» **TASK BRIEF**
For the data below, give again exactly the lines from the one containing "Note: the class marks the no" through the one containing "TARGET = glass cabinet door", both ends included, and no others.

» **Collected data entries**
—————

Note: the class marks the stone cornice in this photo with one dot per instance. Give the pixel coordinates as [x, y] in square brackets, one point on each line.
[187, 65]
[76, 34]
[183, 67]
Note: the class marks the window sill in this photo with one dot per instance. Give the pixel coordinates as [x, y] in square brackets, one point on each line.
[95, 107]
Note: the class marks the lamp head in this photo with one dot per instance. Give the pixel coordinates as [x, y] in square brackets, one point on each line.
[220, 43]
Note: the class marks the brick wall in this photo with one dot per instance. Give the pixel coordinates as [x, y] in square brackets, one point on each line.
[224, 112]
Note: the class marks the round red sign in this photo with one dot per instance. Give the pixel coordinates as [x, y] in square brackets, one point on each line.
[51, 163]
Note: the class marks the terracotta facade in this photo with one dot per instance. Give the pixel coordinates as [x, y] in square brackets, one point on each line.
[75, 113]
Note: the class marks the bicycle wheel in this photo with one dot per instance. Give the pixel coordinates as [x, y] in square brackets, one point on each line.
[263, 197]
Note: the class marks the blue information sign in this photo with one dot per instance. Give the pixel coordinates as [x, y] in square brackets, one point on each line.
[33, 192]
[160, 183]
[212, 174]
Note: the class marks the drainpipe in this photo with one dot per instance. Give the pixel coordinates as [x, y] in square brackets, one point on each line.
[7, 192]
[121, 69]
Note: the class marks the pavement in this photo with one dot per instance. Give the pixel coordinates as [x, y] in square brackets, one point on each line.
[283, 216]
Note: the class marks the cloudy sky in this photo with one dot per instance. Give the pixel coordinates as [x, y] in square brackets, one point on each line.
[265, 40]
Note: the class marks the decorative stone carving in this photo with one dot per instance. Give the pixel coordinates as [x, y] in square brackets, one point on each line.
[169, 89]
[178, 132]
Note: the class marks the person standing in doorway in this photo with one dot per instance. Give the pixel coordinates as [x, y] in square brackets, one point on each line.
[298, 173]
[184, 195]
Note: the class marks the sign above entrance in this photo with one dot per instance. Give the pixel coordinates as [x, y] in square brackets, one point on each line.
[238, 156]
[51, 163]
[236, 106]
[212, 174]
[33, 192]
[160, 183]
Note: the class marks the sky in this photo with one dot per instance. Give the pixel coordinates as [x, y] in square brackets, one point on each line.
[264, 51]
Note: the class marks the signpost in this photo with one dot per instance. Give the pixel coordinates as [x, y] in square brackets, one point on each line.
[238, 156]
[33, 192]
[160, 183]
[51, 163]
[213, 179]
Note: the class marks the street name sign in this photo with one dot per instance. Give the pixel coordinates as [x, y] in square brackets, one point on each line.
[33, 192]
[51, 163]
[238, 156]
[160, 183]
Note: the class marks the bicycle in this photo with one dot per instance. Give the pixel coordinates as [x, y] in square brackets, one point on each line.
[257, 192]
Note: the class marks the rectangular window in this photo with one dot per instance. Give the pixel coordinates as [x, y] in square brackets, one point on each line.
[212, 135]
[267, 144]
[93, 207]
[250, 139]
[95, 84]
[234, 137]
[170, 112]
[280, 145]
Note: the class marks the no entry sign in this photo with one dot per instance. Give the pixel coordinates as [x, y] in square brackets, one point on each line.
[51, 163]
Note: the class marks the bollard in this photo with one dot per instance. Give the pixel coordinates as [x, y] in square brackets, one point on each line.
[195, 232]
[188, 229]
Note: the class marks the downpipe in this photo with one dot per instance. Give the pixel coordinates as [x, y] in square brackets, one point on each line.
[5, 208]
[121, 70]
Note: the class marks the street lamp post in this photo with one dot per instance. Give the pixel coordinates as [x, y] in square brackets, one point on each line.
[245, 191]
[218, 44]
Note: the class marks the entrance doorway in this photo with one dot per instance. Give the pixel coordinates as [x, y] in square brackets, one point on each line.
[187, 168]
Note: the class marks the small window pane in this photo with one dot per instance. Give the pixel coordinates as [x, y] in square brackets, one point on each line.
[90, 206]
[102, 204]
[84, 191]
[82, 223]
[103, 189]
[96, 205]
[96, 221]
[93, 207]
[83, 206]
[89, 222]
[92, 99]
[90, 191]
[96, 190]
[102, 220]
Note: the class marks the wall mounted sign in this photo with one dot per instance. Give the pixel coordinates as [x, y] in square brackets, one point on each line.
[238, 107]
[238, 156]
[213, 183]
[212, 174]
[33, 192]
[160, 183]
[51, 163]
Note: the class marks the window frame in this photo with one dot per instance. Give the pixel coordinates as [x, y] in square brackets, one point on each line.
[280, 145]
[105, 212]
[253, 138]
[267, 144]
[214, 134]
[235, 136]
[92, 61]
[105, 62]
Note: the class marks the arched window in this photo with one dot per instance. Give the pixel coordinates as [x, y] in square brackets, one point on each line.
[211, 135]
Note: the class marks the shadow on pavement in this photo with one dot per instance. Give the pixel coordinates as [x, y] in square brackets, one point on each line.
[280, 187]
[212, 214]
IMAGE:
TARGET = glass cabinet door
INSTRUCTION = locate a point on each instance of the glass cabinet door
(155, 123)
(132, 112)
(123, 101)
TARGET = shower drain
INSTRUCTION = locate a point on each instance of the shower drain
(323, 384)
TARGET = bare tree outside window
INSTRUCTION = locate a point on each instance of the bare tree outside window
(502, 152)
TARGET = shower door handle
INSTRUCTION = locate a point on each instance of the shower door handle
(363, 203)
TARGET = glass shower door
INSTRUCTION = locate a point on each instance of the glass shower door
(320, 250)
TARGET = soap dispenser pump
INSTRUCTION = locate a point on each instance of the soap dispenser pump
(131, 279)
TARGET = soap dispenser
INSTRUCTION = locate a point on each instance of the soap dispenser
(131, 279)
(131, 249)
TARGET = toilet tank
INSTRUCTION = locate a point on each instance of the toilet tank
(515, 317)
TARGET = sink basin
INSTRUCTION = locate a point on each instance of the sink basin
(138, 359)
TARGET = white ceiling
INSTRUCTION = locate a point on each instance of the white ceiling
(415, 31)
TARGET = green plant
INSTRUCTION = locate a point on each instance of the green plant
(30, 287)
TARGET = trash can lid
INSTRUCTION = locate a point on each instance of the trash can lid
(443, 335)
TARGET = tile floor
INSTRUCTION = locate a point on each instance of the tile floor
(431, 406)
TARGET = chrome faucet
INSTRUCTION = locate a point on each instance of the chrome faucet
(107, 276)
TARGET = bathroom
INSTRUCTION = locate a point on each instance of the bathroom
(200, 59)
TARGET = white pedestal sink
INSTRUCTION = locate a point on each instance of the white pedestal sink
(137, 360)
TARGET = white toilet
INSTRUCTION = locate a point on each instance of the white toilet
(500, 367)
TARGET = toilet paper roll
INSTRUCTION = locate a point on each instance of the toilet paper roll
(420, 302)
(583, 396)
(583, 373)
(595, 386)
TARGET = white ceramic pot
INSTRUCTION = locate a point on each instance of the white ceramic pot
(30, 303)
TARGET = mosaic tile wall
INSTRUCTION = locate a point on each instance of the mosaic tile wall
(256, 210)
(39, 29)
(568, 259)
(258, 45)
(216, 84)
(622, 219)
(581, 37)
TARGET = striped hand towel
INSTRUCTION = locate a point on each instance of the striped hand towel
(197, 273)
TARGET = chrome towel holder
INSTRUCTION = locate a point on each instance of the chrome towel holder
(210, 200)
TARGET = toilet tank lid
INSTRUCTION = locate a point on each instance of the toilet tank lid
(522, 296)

—————

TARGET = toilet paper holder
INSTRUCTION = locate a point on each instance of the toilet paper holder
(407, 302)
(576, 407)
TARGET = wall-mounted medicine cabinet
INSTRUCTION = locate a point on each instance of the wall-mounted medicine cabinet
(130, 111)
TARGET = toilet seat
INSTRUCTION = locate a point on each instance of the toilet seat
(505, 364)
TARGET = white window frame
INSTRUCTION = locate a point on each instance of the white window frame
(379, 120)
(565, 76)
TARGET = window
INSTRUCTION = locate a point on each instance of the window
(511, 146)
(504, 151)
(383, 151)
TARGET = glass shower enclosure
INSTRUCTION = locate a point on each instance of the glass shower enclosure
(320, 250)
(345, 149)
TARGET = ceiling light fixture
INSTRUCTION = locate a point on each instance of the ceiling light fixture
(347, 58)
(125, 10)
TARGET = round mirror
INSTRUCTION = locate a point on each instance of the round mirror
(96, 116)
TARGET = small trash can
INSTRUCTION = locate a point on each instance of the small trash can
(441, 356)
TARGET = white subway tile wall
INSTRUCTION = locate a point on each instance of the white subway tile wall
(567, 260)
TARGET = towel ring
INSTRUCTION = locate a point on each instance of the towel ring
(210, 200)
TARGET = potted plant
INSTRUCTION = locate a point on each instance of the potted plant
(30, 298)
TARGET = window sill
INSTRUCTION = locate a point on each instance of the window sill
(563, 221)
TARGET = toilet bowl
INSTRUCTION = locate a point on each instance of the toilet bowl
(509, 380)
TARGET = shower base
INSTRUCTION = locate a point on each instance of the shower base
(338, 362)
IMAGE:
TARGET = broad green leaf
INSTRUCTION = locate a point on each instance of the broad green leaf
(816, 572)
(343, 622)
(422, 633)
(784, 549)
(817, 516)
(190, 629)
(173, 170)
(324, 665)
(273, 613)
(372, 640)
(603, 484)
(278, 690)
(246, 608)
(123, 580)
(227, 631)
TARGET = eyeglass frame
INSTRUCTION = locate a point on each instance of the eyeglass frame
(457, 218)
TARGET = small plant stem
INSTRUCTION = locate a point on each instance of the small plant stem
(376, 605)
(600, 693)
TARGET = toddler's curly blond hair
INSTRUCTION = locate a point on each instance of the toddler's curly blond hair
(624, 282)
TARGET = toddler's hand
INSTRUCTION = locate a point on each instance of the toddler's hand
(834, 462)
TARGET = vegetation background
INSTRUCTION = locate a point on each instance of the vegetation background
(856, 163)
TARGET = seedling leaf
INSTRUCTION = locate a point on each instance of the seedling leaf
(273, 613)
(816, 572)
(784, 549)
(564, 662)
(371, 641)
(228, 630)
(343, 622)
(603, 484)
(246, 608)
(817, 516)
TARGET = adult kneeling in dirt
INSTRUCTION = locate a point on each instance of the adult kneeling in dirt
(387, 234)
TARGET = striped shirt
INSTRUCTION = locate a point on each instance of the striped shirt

—————

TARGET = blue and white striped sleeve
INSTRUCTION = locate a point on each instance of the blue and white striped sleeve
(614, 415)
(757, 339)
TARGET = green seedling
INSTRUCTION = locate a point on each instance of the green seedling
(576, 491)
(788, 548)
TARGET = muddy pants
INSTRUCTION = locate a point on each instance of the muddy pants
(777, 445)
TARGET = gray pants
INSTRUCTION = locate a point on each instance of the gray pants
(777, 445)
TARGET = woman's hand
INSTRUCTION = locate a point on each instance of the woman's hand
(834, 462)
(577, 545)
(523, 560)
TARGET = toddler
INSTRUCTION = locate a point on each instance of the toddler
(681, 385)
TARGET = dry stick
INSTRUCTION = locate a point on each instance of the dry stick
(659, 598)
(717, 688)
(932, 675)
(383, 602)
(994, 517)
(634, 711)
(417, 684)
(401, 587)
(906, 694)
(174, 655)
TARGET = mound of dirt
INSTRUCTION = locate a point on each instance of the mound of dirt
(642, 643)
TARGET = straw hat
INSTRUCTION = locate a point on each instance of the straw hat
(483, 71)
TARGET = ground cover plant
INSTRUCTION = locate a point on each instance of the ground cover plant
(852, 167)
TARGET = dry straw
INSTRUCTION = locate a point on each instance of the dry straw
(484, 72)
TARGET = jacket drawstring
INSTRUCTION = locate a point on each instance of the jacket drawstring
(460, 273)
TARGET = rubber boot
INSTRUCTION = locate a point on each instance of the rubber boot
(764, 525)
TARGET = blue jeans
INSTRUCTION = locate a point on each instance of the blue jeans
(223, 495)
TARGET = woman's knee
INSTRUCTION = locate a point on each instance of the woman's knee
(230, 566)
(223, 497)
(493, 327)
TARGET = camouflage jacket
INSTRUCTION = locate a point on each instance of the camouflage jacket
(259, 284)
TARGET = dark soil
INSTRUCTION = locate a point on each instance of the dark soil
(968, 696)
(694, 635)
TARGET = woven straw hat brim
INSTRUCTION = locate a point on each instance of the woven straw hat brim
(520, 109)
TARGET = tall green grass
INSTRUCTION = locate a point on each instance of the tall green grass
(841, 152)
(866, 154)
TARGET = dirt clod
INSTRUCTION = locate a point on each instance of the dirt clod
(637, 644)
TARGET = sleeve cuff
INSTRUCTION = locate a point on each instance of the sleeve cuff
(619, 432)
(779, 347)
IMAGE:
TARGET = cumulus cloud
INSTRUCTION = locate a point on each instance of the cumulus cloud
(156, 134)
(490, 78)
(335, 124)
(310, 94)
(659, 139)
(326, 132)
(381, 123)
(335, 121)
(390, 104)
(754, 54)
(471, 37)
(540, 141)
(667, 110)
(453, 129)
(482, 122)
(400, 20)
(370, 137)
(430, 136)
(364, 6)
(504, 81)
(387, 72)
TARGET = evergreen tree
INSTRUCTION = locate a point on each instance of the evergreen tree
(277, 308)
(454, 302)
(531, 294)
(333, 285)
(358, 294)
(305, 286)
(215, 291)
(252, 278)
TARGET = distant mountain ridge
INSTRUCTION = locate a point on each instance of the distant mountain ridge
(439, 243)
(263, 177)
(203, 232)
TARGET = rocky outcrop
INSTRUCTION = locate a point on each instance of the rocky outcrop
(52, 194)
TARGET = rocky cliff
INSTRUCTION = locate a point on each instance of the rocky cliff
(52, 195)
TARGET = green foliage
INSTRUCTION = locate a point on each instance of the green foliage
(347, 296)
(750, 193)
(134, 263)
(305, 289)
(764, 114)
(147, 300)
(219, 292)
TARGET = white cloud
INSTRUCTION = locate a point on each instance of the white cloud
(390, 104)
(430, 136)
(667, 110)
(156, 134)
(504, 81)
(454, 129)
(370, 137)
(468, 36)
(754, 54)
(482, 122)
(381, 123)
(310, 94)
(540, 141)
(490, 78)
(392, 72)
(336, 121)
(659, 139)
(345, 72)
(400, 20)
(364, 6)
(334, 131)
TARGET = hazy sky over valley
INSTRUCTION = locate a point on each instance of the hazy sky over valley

—————

» **EXPECTED ANSWER**
Note: the class marks the no entry sign in this photo with one dot per instance. Give the pixel coordinates as [x, y] in square brackets, one point on each line.
[51, 163]
Note: the class marks the bollard in this photo with one dot per instance. Give the pixel coordinates as [x, y] in square brackets, one point on each line.
[195, 232]
[188, 229]
Note: the class marks the downpipe in this photo with one dot per instance. Give the pixel coordinates as [x, y] in square brackets, one point on each line.
[5, 208]
[121, 70]
Note: the class marks the street lamp post in this photo with one dot per instance. Give the pixel coordinates as [x, y] in square brackets, one point on each line.
[245, 191]
[218, 44]
Note: the class marks the entrance doorway in this photo with one dot per instance. Give the pixel coordinates as [x, y] in square brackets, one point on each line.
[187, 168]
Note: the class marks the small window pane in this photo with one dot per instance. Give the pixel coordinates as [x, y] in square brackets, one point on each line.
[90, 206]
[102, 204]
[84, 191]
[82, 223]
[103, 189]
[96, 205]
[96, 221]
[93, 207]
[83, 206]
[89, 222]
[92, 99]
[90, 191]
[96, 190]
[102, 220]
Note: the class marks the wall mounted sign in this photo with one dot per instance. Give the pixel coordinates as [x, y] in square brackets, one point on each line.
[238, 107]
[238, 156]
[213, 183]
[212, 174]
[33, 192]
[160, 183]
[51, 163]
Note: the class marks the window frame in this photo with one dot per instance. Give the pixel coordinates as [x, y] in square brackets, one point on each line.
[280, 145]
[105, 212]
[253, 138]
[267, 144]
[214, 134]
[235, 136]
[92, 61]
[105, 62]
Note: the class marks the arched window in this photo with one dot per instance. Give the pixel coordinates as [x, y] in square brackets, one point on each line.
[211, 135]
Note: the class marks the shadow on pavement in this photo with one dot per instance. Give the pixel coordinates as [x, y] in square brackets, one point on each line.
[280, 187]
[212, 214]
IMAGE:
TARGET = glass cabinet door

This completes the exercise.